What the task asks: Lay out the records from the start through the line containing "0 590 1200 798" as a two-column CSV with the headers instruction and output, one row per record. Put each record's text and its answer in a single quoted field each, with line breaks replaced by spaces.
-- start Data excerpts --
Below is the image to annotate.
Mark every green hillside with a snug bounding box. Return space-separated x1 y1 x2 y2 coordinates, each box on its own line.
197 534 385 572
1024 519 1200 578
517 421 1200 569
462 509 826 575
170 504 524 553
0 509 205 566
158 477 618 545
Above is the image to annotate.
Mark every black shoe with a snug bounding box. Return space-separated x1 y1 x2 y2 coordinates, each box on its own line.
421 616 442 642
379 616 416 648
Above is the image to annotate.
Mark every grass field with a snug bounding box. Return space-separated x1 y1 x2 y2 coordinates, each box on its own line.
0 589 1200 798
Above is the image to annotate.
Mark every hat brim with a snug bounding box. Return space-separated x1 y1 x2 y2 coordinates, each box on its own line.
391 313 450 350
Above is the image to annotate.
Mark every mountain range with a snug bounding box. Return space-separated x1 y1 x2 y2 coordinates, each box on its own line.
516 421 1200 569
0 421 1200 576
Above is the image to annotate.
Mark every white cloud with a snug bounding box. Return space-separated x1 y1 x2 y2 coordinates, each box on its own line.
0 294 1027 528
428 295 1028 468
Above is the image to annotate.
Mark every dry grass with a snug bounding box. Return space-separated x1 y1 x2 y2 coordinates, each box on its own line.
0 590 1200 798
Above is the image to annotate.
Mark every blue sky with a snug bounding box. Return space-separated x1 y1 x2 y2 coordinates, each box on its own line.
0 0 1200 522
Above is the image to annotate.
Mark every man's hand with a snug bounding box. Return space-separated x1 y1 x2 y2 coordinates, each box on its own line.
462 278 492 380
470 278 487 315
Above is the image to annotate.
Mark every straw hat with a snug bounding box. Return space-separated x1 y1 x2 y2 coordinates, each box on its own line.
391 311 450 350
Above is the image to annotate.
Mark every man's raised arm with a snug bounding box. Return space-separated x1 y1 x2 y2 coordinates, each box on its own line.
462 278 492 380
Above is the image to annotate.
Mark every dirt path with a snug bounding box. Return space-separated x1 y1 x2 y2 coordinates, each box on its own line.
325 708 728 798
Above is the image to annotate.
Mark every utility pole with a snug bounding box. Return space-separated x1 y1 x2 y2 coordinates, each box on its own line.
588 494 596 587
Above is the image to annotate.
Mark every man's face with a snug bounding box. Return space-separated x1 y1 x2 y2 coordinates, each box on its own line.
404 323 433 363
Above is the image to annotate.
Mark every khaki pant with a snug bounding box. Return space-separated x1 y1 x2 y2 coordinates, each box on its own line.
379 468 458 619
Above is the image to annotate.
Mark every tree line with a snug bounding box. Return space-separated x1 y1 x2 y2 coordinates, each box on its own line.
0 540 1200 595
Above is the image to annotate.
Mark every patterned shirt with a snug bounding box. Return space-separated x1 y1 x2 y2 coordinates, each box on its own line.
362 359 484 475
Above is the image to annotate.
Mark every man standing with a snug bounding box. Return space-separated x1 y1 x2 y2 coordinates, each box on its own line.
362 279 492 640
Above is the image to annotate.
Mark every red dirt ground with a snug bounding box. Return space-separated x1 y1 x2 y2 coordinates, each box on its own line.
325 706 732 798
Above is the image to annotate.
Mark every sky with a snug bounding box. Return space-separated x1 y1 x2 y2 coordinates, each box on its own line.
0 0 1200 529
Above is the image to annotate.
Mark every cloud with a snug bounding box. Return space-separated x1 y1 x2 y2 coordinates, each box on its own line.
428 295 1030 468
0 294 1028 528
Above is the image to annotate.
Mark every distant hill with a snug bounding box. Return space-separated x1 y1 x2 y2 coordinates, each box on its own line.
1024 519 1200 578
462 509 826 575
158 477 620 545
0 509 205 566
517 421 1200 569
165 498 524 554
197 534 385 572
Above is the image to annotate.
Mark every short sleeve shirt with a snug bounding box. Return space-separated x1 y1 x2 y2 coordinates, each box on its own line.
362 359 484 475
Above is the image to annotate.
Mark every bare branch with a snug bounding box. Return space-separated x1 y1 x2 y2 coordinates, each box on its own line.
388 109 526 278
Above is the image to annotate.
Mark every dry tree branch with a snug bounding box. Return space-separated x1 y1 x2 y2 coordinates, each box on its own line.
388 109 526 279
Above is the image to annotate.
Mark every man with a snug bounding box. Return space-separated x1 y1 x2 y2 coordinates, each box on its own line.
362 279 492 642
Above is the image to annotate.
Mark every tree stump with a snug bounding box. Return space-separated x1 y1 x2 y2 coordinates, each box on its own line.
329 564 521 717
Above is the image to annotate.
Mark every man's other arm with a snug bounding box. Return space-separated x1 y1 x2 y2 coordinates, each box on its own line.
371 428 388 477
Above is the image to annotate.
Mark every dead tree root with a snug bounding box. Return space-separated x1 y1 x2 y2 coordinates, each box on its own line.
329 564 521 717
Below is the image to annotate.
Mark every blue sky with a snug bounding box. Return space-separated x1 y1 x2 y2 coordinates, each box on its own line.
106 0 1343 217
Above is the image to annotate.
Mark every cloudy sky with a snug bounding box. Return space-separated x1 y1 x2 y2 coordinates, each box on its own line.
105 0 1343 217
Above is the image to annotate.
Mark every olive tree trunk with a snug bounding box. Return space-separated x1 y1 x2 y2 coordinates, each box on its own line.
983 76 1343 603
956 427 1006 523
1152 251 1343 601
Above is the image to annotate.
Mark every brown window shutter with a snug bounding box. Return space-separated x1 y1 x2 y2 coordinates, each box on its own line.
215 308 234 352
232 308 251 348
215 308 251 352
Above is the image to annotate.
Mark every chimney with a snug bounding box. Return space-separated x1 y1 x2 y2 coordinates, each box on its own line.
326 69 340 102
-- end Data excerpts --
Answer to this exercise:
instruction,output
"Below is the image to annotate. Mark every green hillside with a snug bounding box. Return space-separated x1 y1 x2 y2 coordinates, each box on its own line.","197 534 385 572 1024 519 1200 578 517 421 1200 569 462 509 826 575 170 504 524 553 0 509 205 566 158 477 618 545"
"Above is the image to annotate. Mark every black shoe with a snug bounding box. Return space-separated x1 y1 x2 y2 coordinates, each box on its own line.","421 616 442 642 379 616 416 648"
"Above is the image to annotate. Mark every grass field with a snug bounding box. Return space-separated x1 y1 x2 y2 coordinates, each box on its own line.","0 589 1200 798"
"Above is the image to annotate. Mark every hat brim with a snug bounding box. Return space-separated x1 y1 x2 y2 coordinates, each box on its own line.","391 313 450 350"
"Above is the image to annotate. Mark every mountain range with a snug bounding box. Return space-separated x1 y1 x2 y2 coordinates, each box on its own line.","516 421 1200 569 0 421 1200 576"
"Above is the image to annotate. Mark every white cloud with a snug bounding box. Return space-separated x1 y1 x2 y2 coordinates, each box on its own line.","0 294 1027 528 428 295 1028 468"
"Above is the image to annotate. Mark every dry grass with a snug bounding box. Return space-separated x1 y1 x2 y2 coordinates, each box on its own line.","0 590 1200 798"